• **PASSAGE TO READ**
--- Begin ---
I'm new to the list and hoping this might be the right place to
introduce something that has provoked a bit of an argument in my
programming community.

I'm from the Python programming community. Python is an "interpreted"
language. Since 2001, Python's has migrated towards a "pure" Object
model (ref: http://www.python.org/download/releases/2.2/descrintro/).
Prior to then, it had both types and classes and these types were
anchored to the underlying C code and the machine/hardware
architecture itself. After the 2001 "type/class unification" , it
went towards Alan Kay's ideal of "everything is an object". From
then, every user-defined class inherited from the abstract Object,
rooted in nothing but a pure abstract ideal. The parser, lexer, and
such spin these abstrations into something that can be run on the
actual hardware.

As a contrast, this is very distinct from C++, where everything is
concretely rooted in the language's type model which in *itself* is
rooted (from it's long history) in the CPU architecture. The STL,
for example, has many Container types, but each of them requires using
a single concrete type for homogenous containers or uses machine
pointers to hold arbitrary items in heterogeneous containers (caveat:
I haven't programmed in C++ for a long time, so it's possible this
might not be correct anymore).
--- End ---
• **DATA SHOWN**
--- Begin ---
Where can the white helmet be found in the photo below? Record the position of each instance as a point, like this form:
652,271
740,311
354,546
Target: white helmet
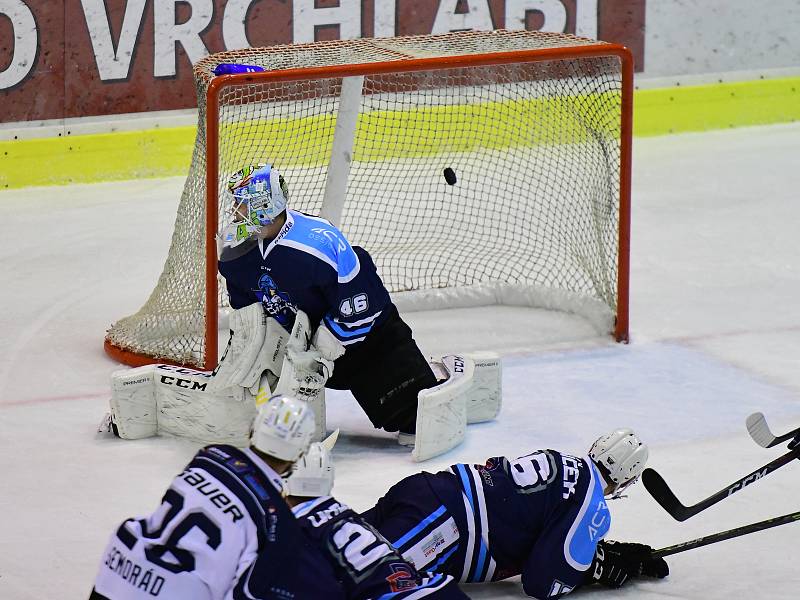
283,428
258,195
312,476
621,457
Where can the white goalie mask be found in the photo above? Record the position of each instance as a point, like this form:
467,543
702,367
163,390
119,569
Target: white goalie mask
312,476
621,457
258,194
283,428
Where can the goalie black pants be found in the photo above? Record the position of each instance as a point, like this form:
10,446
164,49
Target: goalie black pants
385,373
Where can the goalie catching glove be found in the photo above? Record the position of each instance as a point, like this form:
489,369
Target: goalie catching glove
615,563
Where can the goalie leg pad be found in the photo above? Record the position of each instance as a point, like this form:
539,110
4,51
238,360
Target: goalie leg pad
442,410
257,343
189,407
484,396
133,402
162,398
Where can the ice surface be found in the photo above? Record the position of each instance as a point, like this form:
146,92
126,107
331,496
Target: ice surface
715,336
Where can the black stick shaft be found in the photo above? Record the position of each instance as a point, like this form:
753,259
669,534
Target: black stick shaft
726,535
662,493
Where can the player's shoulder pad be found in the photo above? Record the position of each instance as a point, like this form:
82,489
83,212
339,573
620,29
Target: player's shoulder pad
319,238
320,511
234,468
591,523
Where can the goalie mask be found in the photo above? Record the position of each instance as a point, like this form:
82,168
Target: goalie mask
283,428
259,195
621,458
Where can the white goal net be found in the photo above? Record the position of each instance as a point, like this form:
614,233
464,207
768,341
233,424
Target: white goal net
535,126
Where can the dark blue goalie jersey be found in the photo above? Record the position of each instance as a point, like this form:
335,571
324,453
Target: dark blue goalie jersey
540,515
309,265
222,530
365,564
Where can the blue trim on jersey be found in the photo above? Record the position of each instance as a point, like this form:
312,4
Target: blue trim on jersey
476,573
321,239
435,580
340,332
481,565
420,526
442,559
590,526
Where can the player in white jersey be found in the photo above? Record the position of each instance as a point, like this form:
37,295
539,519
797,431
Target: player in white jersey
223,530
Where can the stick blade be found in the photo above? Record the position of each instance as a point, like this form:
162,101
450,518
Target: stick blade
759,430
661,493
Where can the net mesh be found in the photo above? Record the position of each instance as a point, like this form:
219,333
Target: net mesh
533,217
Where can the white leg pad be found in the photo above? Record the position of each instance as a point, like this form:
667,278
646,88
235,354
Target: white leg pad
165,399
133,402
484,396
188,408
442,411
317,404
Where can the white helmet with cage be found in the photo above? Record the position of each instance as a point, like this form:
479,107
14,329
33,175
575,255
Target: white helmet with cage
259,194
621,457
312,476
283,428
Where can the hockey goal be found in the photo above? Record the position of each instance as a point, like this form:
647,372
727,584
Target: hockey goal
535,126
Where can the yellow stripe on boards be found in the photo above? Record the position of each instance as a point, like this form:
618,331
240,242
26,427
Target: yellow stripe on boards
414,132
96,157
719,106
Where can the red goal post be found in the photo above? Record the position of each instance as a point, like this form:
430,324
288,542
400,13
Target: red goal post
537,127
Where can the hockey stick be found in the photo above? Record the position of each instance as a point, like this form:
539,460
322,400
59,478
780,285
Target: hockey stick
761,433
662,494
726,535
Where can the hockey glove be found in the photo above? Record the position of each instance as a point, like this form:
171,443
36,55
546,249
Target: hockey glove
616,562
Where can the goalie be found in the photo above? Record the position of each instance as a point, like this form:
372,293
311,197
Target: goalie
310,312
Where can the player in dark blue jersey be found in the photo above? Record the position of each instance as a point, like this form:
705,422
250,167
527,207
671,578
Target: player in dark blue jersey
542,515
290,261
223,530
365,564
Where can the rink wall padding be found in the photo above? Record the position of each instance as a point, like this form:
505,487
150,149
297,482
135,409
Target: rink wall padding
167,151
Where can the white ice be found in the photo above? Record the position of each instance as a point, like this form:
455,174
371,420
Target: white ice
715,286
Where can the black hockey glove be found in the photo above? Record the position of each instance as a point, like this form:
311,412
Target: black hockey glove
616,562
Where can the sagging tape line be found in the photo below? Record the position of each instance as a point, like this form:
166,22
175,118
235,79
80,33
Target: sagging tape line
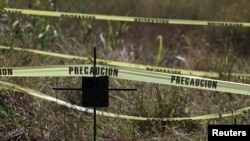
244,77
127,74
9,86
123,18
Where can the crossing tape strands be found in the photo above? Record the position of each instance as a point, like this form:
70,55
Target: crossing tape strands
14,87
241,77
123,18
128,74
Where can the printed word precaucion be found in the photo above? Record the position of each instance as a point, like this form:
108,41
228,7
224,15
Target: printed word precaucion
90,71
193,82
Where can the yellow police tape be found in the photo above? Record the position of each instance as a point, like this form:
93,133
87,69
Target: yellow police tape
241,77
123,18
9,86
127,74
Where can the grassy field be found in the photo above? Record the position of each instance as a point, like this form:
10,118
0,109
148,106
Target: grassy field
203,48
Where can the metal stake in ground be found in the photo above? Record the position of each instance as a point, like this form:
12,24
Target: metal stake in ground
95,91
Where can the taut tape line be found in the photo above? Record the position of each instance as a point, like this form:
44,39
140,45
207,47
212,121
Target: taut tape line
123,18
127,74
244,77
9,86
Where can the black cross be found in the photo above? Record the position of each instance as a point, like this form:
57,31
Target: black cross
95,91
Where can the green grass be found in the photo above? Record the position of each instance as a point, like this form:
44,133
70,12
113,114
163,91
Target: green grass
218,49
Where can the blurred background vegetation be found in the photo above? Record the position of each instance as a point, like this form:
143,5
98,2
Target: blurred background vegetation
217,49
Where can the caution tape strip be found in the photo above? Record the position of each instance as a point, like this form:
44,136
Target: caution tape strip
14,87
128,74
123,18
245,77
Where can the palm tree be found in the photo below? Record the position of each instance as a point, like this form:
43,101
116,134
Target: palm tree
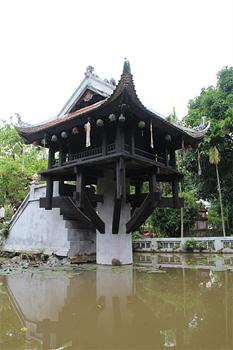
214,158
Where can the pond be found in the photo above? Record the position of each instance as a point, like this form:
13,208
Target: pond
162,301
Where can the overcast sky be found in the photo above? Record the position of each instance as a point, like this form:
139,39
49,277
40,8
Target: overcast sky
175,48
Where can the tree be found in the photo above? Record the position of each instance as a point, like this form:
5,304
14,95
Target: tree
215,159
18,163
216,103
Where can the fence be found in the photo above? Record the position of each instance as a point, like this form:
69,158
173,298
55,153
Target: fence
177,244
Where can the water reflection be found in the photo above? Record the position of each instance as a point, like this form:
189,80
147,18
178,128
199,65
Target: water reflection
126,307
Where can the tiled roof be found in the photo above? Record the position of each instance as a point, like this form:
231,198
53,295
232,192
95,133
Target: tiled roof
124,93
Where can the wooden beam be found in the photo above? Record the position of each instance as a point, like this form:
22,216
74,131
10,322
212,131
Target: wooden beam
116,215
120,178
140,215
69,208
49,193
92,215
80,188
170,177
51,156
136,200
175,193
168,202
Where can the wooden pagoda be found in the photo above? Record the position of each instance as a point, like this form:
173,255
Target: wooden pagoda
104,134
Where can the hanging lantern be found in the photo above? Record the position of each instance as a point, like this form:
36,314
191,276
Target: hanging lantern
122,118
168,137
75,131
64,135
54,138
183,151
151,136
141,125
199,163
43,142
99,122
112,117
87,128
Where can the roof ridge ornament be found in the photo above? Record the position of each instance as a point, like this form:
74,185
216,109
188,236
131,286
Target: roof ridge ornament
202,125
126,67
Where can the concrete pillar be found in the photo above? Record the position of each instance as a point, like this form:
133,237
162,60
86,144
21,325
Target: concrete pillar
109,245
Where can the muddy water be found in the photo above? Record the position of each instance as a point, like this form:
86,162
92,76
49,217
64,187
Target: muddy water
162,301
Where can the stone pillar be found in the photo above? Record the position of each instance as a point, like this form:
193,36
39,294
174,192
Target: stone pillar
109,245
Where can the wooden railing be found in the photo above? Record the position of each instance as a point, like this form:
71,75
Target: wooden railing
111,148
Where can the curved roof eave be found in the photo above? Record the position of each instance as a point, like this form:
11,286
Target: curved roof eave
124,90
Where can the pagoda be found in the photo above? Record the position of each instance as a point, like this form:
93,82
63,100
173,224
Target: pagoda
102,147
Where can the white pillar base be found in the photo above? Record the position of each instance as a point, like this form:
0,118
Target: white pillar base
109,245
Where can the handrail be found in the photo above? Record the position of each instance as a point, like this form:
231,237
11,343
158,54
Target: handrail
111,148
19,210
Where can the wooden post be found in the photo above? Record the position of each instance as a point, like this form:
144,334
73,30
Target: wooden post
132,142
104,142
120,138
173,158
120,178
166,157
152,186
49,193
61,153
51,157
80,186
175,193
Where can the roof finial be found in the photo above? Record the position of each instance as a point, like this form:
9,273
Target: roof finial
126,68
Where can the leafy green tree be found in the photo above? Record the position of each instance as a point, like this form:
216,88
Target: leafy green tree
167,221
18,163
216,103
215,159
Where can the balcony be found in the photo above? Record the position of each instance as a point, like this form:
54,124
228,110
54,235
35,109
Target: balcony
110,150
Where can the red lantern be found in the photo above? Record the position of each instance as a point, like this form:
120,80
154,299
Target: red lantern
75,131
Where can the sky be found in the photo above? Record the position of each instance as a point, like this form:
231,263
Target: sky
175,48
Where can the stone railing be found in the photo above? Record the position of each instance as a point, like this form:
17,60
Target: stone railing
--- End ---
• **YOUR INSTRUCTIONS**
Transcribe part of the post on Python's object model above, starting with the words "I'm from the" and ending after "actual hardware.".

• **SOLUTION TO THIS EXERCISE**
I'm from the Python programming community. Python is an "interpreted"
language. Since 2001, Python's has migrated towards a "pure" Object
model (ref: http://www.python.org/download/releases/2.2/descrintro/).
Prior to then, it had both types and classes and these types were
anchored to the underlying C code and the machine/hardware
architecture itself. After the 2001 "type/class unification" , it
went towards Alan Kay's ideal of "everything is an object". From
then, every user-defined class inherited from the abstract Object,
rooted in nothing but a pure abstract ideal. The parser, lexer, and
such spin these abstrations into something that can be run on the
actual hardware.